● EXTRACTO DE LA PÁGINA:
A ojo rápido, sin analizar en detalle el cómputo de los siglos, llevamos toda la vida sin ponernos de acuerdo. Hablo de la vida desde el cretácico, por ejemplo. Paradójicamente todo lo que se echa en falta a la hora de entendernos es una buena mordaza con la que silenciar los argumentos de quien no comparte los nuestros y se posiciona por delante en la contundencia de los suyos. No sabemos entendernos: hacemos que las palabras se despeñen, hacemos que estallen desde dentro, hacemos que sean torpes y mueran, anoréxicas, nada más rozar el aire. Si la mordaza no satisface enteramente al noble deseo de hacerle ver que lo que pensamos es lo prudente y lo correcto, entonces podemos recurrir al cuchillo, a la honda, a la bala en la nuca o al napalm. Llevamos algunos milenios recurriendo a estos competidores infames de la palabra a la hora de zanjar disputas.

Entradas que señalan objetos por su nombre
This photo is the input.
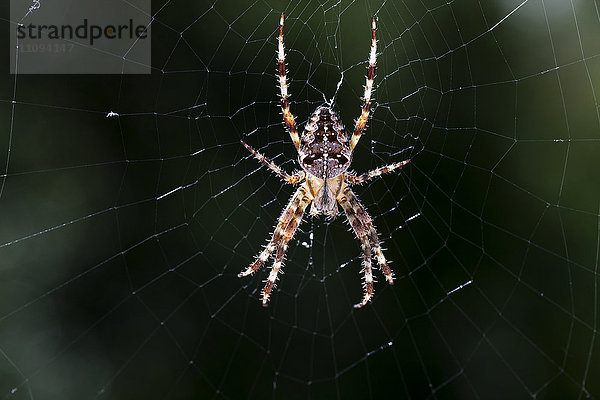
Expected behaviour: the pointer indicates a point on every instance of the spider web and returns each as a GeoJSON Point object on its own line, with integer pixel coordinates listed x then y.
{"type": "Point", "coordinates": [128, 207]}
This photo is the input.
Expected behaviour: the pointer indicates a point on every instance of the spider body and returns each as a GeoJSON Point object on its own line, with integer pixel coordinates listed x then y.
{"type": "Point", "coordinates": [324, 148]}
{"type": "Point", "coordinates": [324, 154]}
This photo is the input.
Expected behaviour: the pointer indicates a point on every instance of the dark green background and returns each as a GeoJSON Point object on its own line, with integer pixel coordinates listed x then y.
{"type": "Point", "coordinates": [107, 291]}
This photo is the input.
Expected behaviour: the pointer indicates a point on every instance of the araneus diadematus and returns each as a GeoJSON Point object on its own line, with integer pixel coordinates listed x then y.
{"type": "Point", "coordinates": [324, 153]}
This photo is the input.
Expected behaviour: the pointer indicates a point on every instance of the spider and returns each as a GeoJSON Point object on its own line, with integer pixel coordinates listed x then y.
{"type": "Point", "coordinates": [324, 154]}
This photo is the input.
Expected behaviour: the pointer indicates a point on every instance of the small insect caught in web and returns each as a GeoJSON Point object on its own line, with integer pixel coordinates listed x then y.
{"type": "Point", "coordinates": [324, 154]}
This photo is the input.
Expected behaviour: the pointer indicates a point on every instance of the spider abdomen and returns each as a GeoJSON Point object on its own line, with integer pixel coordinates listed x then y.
{"type": "Point", "coordinates": [324, 151]}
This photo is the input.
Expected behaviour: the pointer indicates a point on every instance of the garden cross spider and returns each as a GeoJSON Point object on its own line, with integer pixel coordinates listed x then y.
{"type": "Point", "coordinates": [324, 153]}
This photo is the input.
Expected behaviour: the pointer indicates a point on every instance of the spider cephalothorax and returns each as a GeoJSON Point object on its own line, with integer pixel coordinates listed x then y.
{"type": "Point", "coordinates": [324, 153]}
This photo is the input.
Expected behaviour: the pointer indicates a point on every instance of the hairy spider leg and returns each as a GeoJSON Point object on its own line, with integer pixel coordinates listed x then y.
{"type": "Point", "coordinates": [284, 220]}
{"type": "Point", "coordinates": [282, 247]}
{"type": "Point", "coordinates": [367, 222]}
{"type": "Point", "coordinates": [361, 122]}
{"type": "Point", "coordinates": [363, 227]}
{"type": "Point", "coordinates": [292, 179]}
{"type": "Point", "coordinates": [362, 235]}
{"type": "Point", "coordinates": [288, 118]}
{"type": "Point", "coordinates": [367, 176]}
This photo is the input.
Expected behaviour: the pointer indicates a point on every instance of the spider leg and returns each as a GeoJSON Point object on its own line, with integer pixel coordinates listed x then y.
{"type": "Point", "coordinates": [284, 220]}
{"type": "Point", "coordinates": [367, 176]}
{"type": "Point", "coordinates": [293, 179]}
{"type": "Point", "coordinates": [288, 118]}
{"type": "Point", "coordinates": [361, 122]}
{"type": "Point", "coordinates": [364, 229]}
{"type": "Point", "coordinates": [282, 247]}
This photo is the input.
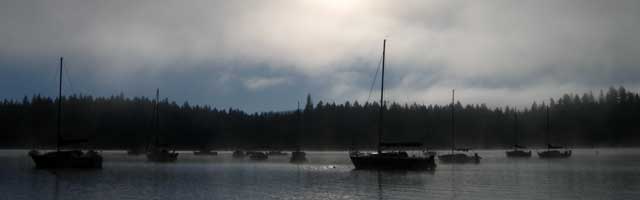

● PROBLEMA BREVE A:
Copia del extracto sobre el desacuerdo humano el pasaje comprendido desde "A ojo rápido, sin" hasta "de zanjar disputas.", ambos incluidos.
● PROBLEMA BREVE B:
Según el extracto sobre el desacuerdo humano, ¿a qué se puede recurrir si la mordaza no satisface enteramente el deseo de hacer ver que lo que pensamos es lo correcto?

● SOLUCIÓN DEL EJERCICIO A:
A ojo rápido, sin analizar en detalle el cómputo de los siglos, llevamos toda la vida sin ponernos de acuerdo. Hablo de la vida desde el cretácico, por ejemplo. Paradójicamente todo lo que se echa en falta a la hora de entendernos es una buena mordaza con la que silenciar los argumentos de quien no comparte los nuestros y se posiciona por delante en la contundencia de los suyos. No sabemos entendernos: hacemos que las palabras se despeñen, hacemos que estallen desde dentro, hacemos que sean torpes y mueran, anoréxicas, nada más rozar el aire. Si la mordaza no satisface enteramente al noble deseo de hacerle ver que lo que pensamos es lo prudente y lo correcto, entonces podemos recurrir al cuchillo, a la honda, a la bala en la nuca o al napalm. Llevamos algunos milenios recurriendo a estos competidores infames de la palabra a la hora de zanjar disputas.

● SOLUCIÓN DEL EJERCICIO B:
Al cuchillo, a la honda, a la bala en la nuca o al napalm.